» Aim
Repeat word for word the lines of the records from the line with "Locate the horse" to the line with "pixel 332 422", including both of those lines.

» Data section
═══

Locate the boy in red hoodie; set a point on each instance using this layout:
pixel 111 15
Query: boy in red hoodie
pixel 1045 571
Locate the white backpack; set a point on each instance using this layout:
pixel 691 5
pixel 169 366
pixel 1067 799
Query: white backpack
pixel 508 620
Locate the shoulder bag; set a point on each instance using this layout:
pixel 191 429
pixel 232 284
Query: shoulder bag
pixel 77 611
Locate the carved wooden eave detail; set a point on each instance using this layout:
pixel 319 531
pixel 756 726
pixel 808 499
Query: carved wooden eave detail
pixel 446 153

═══

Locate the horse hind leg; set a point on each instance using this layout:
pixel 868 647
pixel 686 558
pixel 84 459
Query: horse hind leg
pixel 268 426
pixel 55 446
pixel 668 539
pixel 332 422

═══

» Exercise answer
Locate the horse hind leg; set a point on each instance using this layout:
pixel 868 647
pixel 686 558
pixel 84 459
Query: horse hind leg
pixel 268 426
pixel 55 446
pixel 668 539
pixel 332 422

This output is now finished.